### REQUIREMENT 1
According to the Day 7 passage, how long does it take to do the color-coded graphics for one floor?
### REQUIREMENT 2
Copy the Day 7 passage word for word, beginning at the words "DAY 7. At 7" and stopping after "attacks the senses.".
### REQUIREMENT 3
Decide whether each statement agrees with the Day 7 passage, answering yes or no and quoting the words that settle it: (a) The building where the team works has windows overlooking the site from the 41st floor. (b) Fifty copies of each floor plan are printed in black and white. (c) Four floors are produced on the first day.

### SELECTED PASSAGE
DAY 7. At 7 A.M., Mike, Bob, Chris, Jay and I greet each other. Introductions are made and Mike is off to a meeting. The agents arrive to take me to the site and my people to their new “home away from home” for the next few days, drawings in hand. They jump right into the fray and pump out floor plans in rapid fashion. They work in a building only a few blocks away from the scene, with windows overlooking the site on the 41st floor. They can’t believe what they see – or don’t see anymore. Like the acidic haze which fills the air in lower Manhattan, the sight continually attacks the senses.

The color-coded graphics take about four hours to do per floor. They are combination floor plans and USAR grids, displaying all the support columns on each level. They are assigned eight floor plans to do, the Plaza and Concourse Levels and all sub-grade floors, B1 through B6. When the call comes, the agents rush me over to pick them up and it’s off to a printer in midtown, where 50 copies of each are duplicated in color. Several sets are then dropped off at the Javits Center for the USAR teams, with the rest brought back downtown for the fire, police, OEM and SOC command posts. Three floors are produced the first day. They call it a night 14 hours after they began. Mike and I stay at the site late again, finishing up around 2 o’clock.

[Stored records]
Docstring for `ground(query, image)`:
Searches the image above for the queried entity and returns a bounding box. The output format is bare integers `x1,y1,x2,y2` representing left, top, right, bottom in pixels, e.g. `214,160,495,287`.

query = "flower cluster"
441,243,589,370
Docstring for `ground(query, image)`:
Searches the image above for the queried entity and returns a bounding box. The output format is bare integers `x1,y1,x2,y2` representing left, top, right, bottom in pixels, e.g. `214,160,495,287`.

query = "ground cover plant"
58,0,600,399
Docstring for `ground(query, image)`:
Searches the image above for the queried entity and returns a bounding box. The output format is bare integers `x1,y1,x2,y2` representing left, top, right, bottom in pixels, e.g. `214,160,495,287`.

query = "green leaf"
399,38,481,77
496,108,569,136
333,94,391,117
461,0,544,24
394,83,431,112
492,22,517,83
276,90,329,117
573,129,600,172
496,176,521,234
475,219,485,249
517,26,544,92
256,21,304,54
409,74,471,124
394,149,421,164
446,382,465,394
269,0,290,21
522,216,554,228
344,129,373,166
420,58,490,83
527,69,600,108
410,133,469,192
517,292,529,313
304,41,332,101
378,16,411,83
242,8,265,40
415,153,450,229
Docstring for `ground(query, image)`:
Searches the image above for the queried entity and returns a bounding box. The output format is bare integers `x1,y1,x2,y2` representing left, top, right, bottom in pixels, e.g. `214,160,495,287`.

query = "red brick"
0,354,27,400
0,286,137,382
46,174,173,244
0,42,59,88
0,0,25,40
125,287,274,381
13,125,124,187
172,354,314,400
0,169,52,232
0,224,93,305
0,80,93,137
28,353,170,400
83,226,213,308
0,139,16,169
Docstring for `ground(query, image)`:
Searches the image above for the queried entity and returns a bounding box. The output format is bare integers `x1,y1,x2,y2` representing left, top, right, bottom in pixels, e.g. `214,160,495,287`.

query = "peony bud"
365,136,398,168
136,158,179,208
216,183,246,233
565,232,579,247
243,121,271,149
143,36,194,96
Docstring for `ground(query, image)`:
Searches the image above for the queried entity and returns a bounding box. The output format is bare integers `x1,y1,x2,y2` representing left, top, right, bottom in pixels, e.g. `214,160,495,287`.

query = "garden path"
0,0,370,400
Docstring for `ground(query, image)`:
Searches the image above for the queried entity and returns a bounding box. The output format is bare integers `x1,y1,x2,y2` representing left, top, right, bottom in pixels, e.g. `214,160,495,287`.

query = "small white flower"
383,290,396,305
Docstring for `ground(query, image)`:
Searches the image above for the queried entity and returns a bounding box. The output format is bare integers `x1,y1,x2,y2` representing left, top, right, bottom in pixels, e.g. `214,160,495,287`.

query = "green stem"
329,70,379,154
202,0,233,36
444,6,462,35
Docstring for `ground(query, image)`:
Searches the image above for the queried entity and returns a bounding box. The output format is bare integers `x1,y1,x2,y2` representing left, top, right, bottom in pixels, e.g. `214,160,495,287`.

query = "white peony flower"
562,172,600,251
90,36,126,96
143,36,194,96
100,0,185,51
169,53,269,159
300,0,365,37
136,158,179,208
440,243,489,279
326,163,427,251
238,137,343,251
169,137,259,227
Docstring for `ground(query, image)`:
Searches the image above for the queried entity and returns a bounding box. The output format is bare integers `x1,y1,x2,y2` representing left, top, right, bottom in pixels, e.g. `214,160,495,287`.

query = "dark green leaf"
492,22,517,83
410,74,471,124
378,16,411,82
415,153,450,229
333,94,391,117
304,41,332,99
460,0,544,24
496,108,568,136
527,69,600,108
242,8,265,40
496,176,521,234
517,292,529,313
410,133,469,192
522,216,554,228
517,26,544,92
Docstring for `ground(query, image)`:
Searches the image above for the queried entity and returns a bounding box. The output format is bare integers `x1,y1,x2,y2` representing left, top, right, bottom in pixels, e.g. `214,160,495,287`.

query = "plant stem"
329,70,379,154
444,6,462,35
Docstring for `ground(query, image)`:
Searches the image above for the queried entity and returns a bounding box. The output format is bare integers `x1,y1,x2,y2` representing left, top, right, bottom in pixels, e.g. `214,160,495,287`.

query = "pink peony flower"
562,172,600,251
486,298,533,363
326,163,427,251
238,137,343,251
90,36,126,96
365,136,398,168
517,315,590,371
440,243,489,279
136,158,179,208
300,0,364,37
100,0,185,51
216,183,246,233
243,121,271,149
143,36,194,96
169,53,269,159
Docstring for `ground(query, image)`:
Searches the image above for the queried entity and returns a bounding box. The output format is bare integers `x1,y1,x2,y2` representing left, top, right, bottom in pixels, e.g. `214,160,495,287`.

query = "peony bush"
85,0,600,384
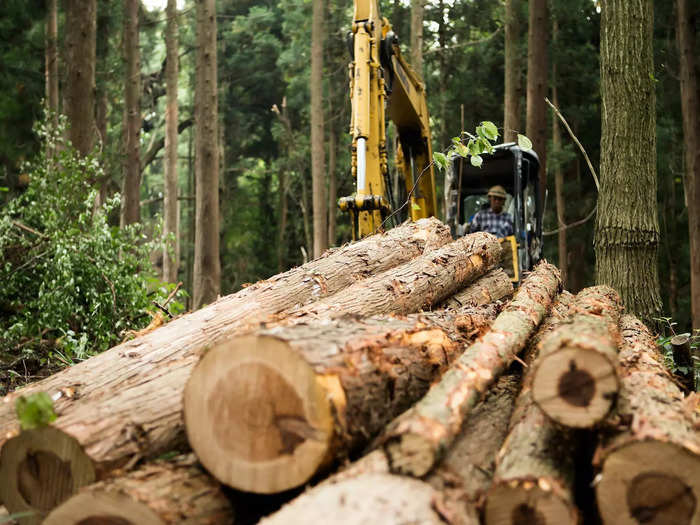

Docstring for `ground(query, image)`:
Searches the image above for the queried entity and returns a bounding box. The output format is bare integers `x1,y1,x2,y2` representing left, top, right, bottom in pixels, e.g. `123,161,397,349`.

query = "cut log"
0,219,450,515
43,455,234,525
484,294,578,525
184,305,497,493
532,286,622,428
441,268,513,308
380,263,561,477
595,315,700,525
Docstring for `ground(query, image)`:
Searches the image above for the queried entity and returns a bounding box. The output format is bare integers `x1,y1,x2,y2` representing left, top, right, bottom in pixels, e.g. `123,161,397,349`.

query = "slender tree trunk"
163,0,180,283
411,0,425,79
594,0,661,321
503,0,522,142
527,0,549,202
120,0,141,226
311,0,328,258
193,0,221,309
677,0,700,329
64,0,97,155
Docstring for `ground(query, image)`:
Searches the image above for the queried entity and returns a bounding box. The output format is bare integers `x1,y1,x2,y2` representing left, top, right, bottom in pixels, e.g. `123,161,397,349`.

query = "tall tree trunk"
503,0,522,142
526,0,549,202
594,0,661,321
120,0,141,226
64,0,97,155
411,0,425,79
311,0,328,258
163,0,180,283
677,0,700,329
193,0,221,309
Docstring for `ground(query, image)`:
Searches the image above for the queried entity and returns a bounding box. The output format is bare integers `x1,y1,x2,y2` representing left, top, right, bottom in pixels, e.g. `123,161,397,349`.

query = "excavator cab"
445,143,544,284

### WRITTEN REPLY 1
About four hours per floor.

### WRITTEN REPLY 2
DAY 7. At 7 A.M., Mike, Bob, Chris, Jay and I greet each other. Introductions are made and Mike is off to a meeting. The agents arrive to take me to the site and my people to their new “home away from home” for the next few days, drawings in hand. They jump right into the fray and pump out floor plans in rapid fashion. They work in a building only a few blocks away from the scene, with windows overlooking the site on the 41st floor. They can’t believe what they see – or don’t see anymore. Like the acidic haze which fills the air in lower Manhattan, the sight continually attacks the senses.

### WRITTEN REPLY 3
(a) Yes: "with windows overlooking the site on the 41st floor."
(b) No: "50 copies of each are duplicated in color."
(c) No: "Three floors are produced the first day."